> What you should do
Copy the entries below word for word, from the first line through the line containing "xmin=199 ymin=43 xmax=211 ymax=52", including both of those lines.
______________________________
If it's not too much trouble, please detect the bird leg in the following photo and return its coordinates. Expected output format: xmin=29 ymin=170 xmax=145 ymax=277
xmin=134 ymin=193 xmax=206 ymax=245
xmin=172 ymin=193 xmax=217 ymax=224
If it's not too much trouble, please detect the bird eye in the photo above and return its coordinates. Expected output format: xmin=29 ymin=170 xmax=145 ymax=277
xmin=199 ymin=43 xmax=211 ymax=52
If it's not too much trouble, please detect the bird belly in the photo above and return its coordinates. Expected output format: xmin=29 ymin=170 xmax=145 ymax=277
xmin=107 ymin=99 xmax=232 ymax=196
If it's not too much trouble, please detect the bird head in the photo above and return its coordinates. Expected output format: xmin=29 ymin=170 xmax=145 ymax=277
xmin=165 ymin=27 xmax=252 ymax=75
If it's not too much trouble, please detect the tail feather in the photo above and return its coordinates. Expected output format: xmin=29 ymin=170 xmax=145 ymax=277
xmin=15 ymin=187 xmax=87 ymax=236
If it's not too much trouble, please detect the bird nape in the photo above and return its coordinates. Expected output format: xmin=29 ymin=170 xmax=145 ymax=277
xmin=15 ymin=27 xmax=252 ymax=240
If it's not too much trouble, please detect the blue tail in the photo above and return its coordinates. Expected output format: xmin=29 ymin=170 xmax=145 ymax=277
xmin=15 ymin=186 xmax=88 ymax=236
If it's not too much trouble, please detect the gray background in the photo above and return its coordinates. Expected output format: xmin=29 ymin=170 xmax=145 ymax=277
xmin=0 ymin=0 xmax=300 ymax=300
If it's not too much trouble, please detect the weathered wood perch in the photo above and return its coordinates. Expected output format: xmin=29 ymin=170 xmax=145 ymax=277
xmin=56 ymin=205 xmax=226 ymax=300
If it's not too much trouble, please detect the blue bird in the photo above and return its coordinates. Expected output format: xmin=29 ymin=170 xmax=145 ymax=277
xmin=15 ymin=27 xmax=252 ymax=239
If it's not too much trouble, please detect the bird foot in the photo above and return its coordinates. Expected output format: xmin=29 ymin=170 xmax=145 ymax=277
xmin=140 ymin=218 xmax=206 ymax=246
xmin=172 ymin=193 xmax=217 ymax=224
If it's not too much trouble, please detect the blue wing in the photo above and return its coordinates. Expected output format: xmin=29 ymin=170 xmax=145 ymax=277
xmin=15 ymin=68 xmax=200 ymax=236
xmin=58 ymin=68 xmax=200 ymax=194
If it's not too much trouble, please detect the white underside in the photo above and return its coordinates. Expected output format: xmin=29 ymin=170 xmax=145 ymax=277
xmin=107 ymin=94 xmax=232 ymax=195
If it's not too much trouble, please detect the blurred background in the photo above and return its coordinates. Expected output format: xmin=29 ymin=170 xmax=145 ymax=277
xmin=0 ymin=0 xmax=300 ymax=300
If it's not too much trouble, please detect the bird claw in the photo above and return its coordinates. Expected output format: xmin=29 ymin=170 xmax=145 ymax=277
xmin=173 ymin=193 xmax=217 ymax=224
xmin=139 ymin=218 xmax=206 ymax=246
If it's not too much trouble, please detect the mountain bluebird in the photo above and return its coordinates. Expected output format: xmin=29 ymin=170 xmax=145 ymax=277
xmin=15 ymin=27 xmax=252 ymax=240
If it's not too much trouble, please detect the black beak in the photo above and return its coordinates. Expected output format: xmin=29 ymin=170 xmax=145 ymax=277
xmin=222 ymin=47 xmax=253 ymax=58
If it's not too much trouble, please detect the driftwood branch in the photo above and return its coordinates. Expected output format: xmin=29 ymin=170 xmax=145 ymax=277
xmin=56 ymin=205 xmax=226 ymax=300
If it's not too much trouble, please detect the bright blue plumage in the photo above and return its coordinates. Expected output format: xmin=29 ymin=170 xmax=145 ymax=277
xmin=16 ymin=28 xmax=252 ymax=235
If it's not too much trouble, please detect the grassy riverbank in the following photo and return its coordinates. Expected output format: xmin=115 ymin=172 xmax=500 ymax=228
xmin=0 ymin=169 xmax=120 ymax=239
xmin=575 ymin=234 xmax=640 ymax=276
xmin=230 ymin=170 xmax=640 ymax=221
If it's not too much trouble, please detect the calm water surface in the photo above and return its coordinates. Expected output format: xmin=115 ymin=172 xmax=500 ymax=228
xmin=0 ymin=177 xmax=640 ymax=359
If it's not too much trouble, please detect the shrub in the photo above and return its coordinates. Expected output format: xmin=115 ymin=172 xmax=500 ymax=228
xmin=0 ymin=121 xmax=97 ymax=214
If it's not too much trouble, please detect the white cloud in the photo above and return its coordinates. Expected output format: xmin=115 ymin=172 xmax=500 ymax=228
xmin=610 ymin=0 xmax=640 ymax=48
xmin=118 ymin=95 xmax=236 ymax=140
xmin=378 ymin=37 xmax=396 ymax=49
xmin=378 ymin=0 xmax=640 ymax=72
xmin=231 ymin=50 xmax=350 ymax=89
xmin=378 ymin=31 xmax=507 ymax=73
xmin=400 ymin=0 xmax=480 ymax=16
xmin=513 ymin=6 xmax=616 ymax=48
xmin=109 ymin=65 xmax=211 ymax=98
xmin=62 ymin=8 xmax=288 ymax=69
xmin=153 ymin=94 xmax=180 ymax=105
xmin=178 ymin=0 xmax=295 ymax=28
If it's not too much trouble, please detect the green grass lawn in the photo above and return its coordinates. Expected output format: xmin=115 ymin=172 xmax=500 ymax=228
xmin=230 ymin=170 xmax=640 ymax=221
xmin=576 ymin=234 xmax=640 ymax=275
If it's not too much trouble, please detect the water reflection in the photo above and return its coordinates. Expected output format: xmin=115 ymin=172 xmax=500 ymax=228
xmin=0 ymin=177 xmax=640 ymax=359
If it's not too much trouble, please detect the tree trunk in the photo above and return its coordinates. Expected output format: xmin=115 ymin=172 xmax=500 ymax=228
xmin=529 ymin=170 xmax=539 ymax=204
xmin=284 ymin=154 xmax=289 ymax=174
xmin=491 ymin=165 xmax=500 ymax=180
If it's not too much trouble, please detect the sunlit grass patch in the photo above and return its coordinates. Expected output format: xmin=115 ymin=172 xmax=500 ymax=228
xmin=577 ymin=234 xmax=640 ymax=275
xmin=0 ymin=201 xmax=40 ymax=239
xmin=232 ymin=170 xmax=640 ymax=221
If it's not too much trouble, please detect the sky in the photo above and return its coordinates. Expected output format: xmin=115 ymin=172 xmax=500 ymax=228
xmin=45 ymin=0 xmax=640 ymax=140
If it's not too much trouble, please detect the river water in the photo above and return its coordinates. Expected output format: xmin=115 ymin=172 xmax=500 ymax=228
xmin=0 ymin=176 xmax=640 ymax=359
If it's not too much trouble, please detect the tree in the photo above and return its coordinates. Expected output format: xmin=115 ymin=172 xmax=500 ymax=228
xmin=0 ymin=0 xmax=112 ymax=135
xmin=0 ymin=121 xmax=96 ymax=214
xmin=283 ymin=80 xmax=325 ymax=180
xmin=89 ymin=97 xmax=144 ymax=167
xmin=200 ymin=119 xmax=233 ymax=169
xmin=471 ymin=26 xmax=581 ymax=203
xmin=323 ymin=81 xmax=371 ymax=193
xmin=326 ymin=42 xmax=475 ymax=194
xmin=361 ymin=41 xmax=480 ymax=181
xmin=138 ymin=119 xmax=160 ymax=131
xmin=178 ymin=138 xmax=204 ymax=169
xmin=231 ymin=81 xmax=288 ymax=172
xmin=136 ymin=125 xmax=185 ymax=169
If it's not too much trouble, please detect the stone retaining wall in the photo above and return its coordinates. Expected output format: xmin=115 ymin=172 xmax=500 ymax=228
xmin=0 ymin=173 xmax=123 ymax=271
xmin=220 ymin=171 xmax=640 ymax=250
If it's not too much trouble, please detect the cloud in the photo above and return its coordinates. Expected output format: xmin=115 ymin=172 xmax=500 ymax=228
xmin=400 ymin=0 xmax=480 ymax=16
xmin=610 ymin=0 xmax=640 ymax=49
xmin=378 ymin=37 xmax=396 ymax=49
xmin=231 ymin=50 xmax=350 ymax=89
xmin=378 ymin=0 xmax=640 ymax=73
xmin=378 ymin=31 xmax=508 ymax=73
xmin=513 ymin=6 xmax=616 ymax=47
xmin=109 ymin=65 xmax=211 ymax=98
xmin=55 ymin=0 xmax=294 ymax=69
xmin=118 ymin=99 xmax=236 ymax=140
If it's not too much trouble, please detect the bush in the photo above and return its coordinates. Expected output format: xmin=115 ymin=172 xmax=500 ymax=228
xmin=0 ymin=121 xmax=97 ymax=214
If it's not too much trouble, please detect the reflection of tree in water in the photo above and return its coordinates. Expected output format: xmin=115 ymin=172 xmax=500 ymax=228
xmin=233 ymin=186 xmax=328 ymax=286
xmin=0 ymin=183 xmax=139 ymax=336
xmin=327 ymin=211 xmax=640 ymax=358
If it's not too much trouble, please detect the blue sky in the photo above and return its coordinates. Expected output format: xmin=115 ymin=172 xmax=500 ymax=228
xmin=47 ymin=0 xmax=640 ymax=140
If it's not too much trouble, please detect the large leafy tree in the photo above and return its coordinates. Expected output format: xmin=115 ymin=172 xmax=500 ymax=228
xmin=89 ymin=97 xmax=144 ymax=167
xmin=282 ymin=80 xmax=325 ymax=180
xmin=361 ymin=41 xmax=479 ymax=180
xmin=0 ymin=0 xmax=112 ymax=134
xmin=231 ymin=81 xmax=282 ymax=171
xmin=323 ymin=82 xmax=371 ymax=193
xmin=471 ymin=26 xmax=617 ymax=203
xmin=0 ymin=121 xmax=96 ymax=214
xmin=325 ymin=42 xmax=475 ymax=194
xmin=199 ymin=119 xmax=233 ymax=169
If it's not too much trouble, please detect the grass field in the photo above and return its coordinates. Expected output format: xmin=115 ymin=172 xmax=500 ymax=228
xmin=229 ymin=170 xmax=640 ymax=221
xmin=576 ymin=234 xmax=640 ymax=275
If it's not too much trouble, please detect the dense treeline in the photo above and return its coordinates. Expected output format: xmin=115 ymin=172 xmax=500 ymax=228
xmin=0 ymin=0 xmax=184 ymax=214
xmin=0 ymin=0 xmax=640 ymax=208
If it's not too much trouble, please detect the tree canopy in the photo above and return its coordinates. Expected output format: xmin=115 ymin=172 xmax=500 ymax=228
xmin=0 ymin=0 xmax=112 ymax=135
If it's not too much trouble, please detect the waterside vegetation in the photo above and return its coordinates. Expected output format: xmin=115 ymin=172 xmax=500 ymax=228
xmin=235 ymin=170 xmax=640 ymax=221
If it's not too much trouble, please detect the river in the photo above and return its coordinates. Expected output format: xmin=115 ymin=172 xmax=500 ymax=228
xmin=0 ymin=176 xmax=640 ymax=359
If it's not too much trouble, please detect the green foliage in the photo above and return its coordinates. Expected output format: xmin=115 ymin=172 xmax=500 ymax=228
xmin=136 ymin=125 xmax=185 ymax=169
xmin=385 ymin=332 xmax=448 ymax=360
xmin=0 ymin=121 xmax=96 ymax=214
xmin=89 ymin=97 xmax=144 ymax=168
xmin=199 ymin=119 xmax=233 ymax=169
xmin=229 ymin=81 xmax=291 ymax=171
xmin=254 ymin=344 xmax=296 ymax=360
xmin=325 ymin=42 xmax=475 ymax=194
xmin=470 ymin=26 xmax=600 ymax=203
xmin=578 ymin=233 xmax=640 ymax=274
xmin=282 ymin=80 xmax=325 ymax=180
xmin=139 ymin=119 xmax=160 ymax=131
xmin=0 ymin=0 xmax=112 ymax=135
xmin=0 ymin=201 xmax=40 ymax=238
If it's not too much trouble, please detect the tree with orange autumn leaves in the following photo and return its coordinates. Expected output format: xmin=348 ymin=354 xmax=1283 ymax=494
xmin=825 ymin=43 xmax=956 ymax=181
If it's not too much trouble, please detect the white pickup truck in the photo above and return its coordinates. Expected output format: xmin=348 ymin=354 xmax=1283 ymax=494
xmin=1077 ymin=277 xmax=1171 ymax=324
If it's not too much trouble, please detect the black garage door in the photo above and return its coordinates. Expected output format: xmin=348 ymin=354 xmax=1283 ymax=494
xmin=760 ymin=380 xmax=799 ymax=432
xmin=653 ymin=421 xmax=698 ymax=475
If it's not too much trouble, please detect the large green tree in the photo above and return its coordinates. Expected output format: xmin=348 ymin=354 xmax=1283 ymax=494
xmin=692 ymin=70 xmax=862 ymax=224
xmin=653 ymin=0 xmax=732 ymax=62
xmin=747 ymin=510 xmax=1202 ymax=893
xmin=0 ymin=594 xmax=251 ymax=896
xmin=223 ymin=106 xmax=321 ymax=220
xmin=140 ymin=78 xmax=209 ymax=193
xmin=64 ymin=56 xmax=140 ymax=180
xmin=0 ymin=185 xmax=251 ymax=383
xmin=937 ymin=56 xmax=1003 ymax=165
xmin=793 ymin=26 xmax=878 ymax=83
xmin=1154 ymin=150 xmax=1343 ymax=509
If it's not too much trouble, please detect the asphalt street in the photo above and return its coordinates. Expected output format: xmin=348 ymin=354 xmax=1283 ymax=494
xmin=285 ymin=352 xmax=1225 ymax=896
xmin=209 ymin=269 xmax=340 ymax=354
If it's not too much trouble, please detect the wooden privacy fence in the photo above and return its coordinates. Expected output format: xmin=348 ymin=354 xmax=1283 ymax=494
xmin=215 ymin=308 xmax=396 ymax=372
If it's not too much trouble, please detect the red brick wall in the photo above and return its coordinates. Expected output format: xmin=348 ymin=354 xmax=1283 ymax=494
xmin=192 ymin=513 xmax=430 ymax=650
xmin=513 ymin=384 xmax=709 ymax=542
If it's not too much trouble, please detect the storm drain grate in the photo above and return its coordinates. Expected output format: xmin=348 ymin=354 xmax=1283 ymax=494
______________________________
> Answer to the task
If it's not too much trouble, please detect the bird leg in the following photo and return its coordinates. Expected output format: xmin=29 ymin=170 xmax=145 ymax=277
xmin=134 ymin=193 xmax=206 ymax=245
xmin=172 ymin=193 xmax=217 ymax=224
If it's not too much trouble, please detect the bird eye in the photo above and return its coordinates. Expected output format: xmin=29 ymin=170 xmax=145 ymax=277
xmin=199 ymin=43 xmax=211 ymax=52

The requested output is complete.